= History of the Nelson Region, New Zealand =

The history of the Nelson Region of New Zealand dates back to settlement by the Māori people in about the 12th century.
The Nelson and Marlborough Region were known to the Māori as Te Tau Ihu o Te Waka a Maui which means "The Prow of the Canoe of Maui".

==Archaic Māori period==
The precise date at which the first inhabitants of New Zealand reached the Nelson Region remains uncertain, nevertheless it is generally agreed that Māori tribes have inhabited the upper South Island for up to eight hundred years. The first known tribes were the Waitaha, Rapuwai, Hāwea, Ngāti Wairangi, and Kāti Māmoe. The Ngāti Kuia entered the Pelorus Sound / Te Hoiere and eventually evicted the Ngāi Tara tribe from the Marlborough Region and the tribe were forced to relocate to Waimea. Subsequently, another tribe, the Ngāti Tūmatakōkiri (originally from Taupō) invaded the Nelson region during the early 17th century and displaced the Ngāi Tara tribe that had moved to Waimea.

==European exploration==
After the first sighting of New Zealand by the Dutch explorer Abel Tasman on 13 December 1642, the ship Heemskerck sailed into Golden Bay by 18 December 1642. The Ngāti Tūmatakōkiri sent two waka (Māori canoes) in their customary ritual to challenge and frighten the unknown ships that entered their territory. The Dutch sailors blew their trumpet to warn the waka not to approach their ship in such a hostile manner as to endanger the safety of the crew. This was ignored by the Māori and the Dutch subsequently ordered cannon to be fired upon the approaching waka. The Māori flew into a rage and the next day seven waka were dispatched to ram into the Heemskerck, resulting in four Dutchmen killed in the ensuing conflict. The waka then paddled back to shore. As the Dutch were dropping in their anchor near the coast, eleven waka suddenly approached the Heemskerck, however, this time the crew on the warship Zeehaen quickly fired upon the waka and the Māori returned to shore with one casualty. Hence the Dutch named the Bay as "Moordenaers Baaij" (Murderer's Bay). As a result of hostility from the inhabitants of the area, the Dutch did not land ashore and headed to the North Island after sailing near parts of the Cook Strait.

In January 1770, Captain James Cook explored the Nelson region and named the sea between the North and South Island as "Cook Strait". They landed at Queen Charlotte Sound and Ship Cove in the Marlborough Sounds, the names of both places being given by the British explorer. There, they spent several weeks repairing their ship The Endeavour and reloading food and water supplies. Captain Cook and his crew were to enter Ship Cove in their subsequent voyages to New Zealand in 1773 and 1777.

Prompt a: Locate each line in the entries below that contains the word "motorcycle", and copy those lines.
The passage on the history of the Nelson Region and the entries that follow have no connection to each other.

Dataset:
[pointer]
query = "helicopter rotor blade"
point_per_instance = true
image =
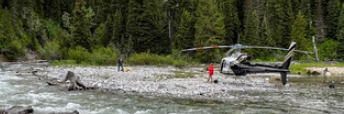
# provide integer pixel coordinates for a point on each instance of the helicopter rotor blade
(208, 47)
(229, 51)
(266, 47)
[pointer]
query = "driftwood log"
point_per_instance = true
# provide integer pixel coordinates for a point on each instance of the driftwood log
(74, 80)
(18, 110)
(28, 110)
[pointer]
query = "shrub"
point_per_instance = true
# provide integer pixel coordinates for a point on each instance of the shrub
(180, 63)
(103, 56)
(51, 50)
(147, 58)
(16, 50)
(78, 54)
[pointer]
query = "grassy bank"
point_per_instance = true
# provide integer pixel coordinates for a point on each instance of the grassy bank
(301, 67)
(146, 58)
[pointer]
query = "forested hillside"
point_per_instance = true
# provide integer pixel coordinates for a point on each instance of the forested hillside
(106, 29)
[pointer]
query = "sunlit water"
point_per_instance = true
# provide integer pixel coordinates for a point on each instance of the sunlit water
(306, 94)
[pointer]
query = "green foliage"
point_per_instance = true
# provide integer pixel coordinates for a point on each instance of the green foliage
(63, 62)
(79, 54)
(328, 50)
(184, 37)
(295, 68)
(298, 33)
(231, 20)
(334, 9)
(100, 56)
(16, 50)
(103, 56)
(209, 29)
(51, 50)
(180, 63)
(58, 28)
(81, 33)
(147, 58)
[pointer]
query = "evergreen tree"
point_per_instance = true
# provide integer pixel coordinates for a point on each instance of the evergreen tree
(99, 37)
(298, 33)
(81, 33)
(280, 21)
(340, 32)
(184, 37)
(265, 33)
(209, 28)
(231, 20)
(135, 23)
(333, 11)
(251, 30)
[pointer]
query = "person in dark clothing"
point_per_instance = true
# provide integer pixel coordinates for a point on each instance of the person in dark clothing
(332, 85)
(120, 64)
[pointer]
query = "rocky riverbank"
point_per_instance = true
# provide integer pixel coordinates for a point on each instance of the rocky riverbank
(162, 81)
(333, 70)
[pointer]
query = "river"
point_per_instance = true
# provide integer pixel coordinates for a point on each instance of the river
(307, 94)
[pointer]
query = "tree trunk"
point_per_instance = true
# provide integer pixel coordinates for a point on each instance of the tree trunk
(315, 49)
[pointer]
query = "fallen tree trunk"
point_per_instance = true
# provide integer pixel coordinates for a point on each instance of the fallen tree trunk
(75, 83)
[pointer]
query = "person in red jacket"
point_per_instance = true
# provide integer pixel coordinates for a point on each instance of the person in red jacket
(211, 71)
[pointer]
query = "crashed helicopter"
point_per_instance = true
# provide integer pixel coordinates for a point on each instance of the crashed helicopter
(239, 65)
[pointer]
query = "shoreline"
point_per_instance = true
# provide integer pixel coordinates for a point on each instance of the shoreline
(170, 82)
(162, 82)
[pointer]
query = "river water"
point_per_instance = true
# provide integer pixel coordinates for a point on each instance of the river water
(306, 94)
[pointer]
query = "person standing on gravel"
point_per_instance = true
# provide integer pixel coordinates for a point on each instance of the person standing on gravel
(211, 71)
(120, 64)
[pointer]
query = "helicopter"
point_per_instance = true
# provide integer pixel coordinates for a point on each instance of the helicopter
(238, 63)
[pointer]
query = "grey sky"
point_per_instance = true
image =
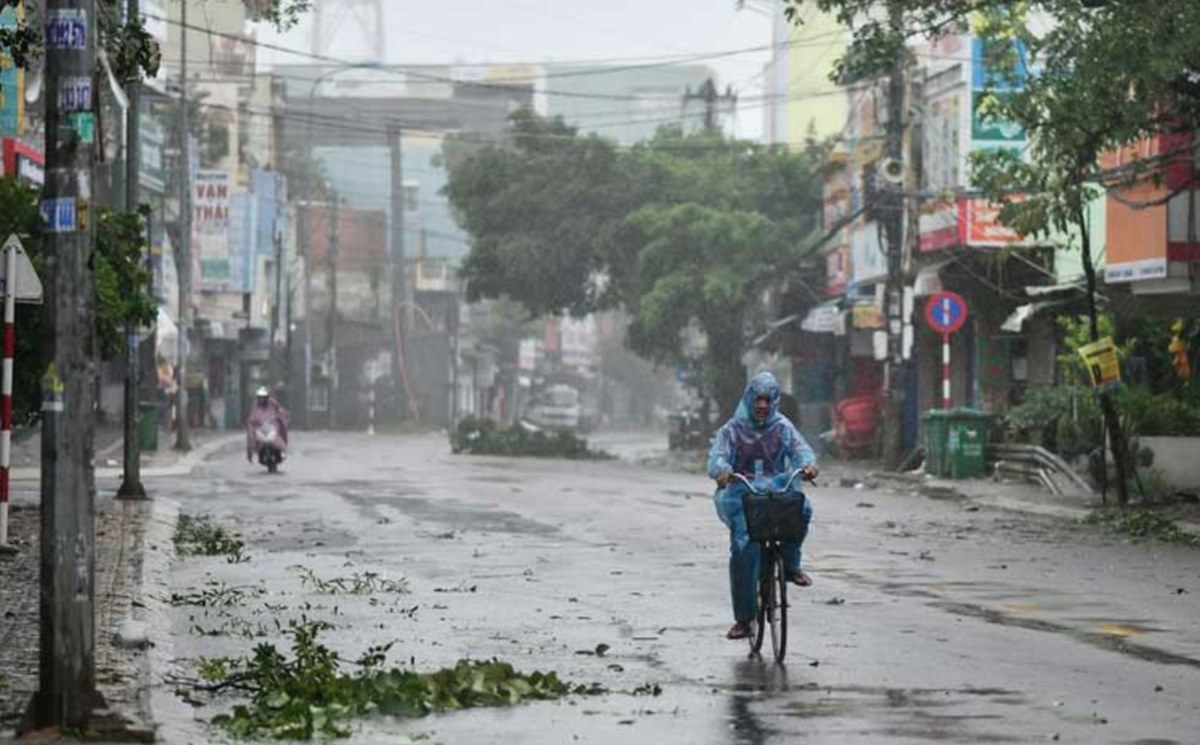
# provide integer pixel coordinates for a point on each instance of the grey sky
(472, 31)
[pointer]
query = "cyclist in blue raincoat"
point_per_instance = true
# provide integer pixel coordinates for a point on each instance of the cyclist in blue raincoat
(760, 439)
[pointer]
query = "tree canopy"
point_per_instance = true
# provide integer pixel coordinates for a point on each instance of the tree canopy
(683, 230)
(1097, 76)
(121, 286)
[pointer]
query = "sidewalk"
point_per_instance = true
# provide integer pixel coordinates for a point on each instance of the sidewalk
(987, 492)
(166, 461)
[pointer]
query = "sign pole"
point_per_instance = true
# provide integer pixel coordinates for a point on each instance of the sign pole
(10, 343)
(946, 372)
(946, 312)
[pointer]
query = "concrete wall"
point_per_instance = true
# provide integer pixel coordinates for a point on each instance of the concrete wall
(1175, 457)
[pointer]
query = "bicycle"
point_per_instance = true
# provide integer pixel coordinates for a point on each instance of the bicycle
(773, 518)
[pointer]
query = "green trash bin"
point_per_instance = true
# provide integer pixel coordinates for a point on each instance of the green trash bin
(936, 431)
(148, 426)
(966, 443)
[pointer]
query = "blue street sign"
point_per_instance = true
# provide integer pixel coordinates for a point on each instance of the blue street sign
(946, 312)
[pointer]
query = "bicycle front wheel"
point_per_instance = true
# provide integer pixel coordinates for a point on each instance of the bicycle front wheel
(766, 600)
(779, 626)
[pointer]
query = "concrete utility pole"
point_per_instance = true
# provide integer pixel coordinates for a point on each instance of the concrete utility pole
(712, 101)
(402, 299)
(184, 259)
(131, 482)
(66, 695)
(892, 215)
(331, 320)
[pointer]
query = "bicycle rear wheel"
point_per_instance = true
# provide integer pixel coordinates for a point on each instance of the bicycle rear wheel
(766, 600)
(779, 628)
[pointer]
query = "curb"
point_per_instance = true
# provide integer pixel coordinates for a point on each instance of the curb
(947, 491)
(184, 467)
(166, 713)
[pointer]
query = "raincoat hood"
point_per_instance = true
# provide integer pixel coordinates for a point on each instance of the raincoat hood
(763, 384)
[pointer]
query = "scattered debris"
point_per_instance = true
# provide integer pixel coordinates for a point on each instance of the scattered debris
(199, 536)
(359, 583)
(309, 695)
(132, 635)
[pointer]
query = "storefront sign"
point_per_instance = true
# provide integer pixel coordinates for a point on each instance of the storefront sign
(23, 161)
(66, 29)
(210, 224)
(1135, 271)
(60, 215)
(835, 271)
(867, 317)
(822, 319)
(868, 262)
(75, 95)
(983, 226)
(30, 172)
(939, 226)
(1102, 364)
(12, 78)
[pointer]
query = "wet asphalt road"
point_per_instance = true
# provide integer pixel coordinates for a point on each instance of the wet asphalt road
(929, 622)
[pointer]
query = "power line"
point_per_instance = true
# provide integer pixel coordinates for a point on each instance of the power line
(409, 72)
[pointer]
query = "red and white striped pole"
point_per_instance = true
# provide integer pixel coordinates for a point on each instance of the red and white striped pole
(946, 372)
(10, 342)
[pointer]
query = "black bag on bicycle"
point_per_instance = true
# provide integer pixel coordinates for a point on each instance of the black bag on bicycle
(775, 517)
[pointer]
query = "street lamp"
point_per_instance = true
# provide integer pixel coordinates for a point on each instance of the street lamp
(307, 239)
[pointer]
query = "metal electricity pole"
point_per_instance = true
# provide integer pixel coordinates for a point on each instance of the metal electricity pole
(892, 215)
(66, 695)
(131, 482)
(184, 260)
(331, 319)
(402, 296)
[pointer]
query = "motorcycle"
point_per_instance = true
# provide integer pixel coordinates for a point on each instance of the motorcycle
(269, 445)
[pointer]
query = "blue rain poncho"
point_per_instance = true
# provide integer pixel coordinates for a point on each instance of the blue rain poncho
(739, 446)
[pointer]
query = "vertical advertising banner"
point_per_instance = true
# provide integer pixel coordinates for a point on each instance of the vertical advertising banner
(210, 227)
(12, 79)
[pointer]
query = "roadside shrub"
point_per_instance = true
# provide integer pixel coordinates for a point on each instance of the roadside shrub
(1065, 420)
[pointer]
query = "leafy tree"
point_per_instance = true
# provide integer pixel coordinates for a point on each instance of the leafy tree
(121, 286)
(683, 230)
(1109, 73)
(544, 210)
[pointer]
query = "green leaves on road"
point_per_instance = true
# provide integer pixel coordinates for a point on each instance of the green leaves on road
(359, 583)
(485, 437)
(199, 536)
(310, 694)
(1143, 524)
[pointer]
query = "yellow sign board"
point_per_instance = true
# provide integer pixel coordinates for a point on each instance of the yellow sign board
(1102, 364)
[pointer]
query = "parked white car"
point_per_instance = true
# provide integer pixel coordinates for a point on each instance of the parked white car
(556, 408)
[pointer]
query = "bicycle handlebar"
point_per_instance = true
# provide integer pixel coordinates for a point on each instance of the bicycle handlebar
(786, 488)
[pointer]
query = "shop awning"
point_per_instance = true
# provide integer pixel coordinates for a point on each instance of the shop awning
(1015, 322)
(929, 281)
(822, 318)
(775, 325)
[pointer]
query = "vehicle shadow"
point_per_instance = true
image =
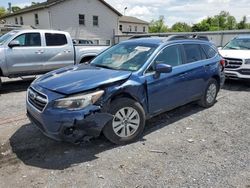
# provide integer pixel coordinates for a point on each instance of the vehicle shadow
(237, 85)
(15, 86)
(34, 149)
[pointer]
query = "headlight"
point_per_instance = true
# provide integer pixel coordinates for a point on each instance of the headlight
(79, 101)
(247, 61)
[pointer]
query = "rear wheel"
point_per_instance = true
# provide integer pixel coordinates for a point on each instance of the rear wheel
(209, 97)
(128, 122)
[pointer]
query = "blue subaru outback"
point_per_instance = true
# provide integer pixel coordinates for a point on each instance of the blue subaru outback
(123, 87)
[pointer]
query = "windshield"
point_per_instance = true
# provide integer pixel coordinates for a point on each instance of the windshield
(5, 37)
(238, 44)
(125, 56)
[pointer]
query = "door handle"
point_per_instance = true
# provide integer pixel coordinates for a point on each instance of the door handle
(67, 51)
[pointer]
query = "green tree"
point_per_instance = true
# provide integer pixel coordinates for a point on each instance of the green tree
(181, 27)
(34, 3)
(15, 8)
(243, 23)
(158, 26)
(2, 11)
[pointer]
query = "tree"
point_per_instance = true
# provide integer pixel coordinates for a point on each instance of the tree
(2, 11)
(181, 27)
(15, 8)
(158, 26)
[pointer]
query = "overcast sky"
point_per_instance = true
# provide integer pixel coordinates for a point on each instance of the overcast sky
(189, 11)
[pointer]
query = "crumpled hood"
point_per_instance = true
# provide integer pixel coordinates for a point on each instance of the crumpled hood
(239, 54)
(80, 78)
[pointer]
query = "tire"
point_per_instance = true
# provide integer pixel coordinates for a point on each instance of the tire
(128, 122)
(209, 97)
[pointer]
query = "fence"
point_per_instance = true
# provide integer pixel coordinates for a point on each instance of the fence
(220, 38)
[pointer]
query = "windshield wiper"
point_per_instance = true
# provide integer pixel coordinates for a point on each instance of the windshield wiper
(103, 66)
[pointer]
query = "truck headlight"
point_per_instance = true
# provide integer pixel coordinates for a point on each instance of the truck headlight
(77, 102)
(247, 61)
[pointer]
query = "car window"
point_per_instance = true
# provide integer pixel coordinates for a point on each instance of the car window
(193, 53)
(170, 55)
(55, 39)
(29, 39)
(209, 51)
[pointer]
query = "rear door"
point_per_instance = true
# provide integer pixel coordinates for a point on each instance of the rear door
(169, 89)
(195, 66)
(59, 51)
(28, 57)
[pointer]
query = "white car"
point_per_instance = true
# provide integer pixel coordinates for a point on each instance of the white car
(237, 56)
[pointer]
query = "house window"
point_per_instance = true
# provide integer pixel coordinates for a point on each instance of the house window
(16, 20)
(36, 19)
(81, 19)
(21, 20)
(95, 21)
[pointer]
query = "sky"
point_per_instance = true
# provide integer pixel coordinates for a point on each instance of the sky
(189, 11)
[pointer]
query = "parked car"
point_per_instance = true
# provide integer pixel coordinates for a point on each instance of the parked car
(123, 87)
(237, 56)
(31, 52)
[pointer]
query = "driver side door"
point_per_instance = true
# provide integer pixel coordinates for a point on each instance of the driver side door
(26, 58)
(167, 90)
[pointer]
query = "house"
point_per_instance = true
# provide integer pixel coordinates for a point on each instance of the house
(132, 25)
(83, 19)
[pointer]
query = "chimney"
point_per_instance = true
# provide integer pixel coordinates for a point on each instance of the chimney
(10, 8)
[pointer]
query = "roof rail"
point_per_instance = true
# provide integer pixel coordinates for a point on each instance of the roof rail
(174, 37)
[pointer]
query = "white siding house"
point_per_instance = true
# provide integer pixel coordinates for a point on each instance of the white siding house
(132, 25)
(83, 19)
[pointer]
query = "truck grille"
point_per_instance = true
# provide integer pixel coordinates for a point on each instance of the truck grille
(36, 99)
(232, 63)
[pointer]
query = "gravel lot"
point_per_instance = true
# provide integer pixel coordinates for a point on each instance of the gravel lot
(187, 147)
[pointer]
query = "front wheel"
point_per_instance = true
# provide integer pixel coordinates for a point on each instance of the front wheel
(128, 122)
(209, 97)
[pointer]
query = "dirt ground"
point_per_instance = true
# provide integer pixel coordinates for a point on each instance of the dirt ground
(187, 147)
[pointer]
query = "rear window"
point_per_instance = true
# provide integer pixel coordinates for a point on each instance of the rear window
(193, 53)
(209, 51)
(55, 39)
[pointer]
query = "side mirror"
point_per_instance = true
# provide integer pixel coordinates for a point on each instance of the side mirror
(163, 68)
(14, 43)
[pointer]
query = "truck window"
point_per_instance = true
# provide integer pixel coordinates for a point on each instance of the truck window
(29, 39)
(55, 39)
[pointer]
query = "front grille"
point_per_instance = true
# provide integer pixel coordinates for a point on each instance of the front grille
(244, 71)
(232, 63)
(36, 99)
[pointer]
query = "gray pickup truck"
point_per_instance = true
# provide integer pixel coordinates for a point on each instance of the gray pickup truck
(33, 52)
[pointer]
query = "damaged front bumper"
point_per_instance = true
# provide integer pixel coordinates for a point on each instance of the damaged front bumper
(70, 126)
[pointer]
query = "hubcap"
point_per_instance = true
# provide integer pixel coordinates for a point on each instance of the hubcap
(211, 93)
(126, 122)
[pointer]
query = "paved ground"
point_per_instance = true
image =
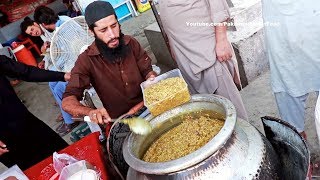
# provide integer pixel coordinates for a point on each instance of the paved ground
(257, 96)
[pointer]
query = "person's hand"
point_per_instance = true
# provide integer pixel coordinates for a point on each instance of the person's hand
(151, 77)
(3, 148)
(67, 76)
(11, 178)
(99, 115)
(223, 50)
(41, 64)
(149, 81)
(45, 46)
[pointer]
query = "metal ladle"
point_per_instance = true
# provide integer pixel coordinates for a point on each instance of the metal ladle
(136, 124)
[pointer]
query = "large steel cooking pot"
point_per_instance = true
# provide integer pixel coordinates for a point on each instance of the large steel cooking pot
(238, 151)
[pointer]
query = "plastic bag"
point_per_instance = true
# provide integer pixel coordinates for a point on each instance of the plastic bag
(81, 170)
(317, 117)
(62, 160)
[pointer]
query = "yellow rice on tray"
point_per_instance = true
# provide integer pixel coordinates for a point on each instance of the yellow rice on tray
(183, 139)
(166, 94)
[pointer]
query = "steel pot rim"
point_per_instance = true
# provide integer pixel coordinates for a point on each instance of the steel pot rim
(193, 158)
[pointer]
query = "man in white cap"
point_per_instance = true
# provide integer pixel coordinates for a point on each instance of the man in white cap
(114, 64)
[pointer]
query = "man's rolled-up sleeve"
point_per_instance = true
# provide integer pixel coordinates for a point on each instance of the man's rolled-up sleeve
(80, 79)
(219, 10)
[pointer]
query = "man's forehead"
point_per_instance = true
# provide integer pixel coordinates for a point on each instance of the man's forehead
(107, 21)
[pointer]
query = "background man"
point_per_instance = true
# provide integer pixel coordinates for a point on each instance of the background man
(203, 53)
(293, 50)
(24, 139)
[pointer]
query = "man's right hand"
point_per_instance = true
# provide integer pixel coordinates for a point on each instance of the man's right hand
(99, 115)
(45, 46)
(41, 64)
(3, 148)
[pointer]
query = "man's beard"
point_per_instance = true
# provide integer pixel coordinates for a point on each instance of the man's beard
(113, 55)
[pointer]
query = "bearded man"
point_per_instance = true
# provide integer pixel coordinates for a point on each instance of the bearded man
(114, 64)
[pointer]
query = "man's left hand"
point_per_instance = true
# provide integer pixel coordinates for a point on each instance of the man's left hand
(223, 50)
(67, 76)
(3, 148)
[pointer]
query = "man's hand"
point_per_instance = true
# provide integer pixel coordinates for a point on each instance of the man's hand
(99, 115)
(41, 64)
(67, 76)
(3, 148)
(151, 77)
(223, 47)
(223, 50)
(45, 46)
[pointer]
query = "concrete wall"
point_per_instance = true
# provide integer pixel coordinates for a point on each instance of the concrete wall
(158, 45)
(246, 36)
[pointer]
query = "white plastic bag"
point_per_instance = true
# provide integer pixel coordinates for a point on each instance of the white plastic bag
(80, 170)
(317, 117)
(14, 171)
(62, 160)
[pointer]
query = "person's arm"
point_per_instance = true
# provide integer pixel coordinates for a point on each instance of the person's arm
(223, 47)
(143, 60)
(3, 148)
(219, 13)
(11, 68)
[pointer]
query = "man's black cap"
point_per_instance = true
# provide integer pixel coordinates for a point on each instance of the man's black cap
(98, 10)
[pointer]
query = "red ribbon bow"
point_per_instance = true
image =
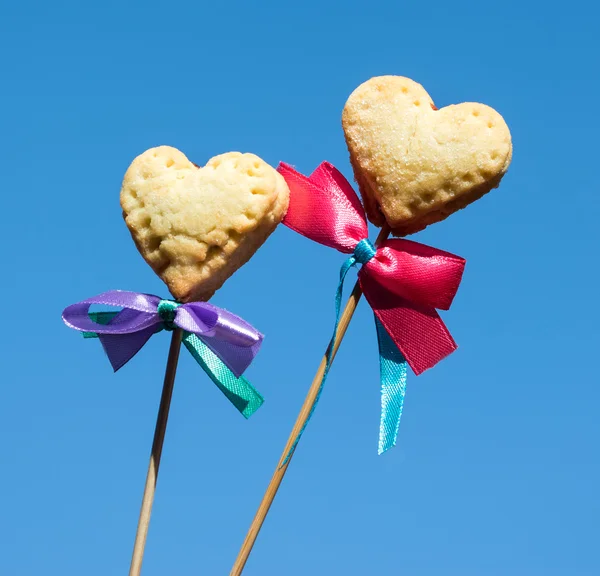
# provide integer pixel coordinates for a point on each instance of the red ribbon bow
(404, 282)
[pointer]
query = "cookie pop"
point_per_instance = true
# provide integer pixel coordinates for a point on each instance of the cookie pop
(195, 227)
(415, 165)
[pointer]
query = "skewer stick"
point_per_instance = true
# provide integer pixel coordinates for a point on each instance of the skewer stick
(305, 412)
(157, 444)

Prompt b: Continue the passage on the history of the Nelson Region, starting right after its final sentence.

Answer a:
query = "motorcycle"
# provide integer pixel coordinates for a point on each instance of the motorcycle

Answer b:
On 22 January 1827, the French explorer Jules Dumont d'Urville along with French crew on the ship Astrolabe entered the Tasman Bay / Te Tai-o-Aorere into what is now known as French Pass and D'Urville Island. The crew found safe anchorage near the Farewell Spit and painted the nearby scenery. The crew refilled their provisions and traded with local Māori. D'Urville himself also had some knowledge of the Māori language and was able to communicate with the local inhabitants. In 1838, Captain Jean Francois Langlois of the whaling ship Cachalot embarked on a scheme to establish a French colony at Akaroa. He was also instructed by members of the French Government, "You should also win over the chief Te Rauparaha and induce him to sell the lands under his control in the northern part of the South Island. There is great advantage in setting up establishments in various parts of the Island for acquisitions [of territory] will only go unchallenged where there is effective act of possession." The French plan was to place sufficient French settlers in the South Island to convince the British to give up on any ambitions to annex the South Island. In February 1840 the ship L’Aube departed from France to aid the first French settlers. However the British, after the signing of the Treaty of Waitangi in the North Island, proceeded in May 1840 with the Treaty documents to Akaroa where Ngāi Tahu chiefs signed the Treaty. The British subsequently claimed possession of the entire South Island.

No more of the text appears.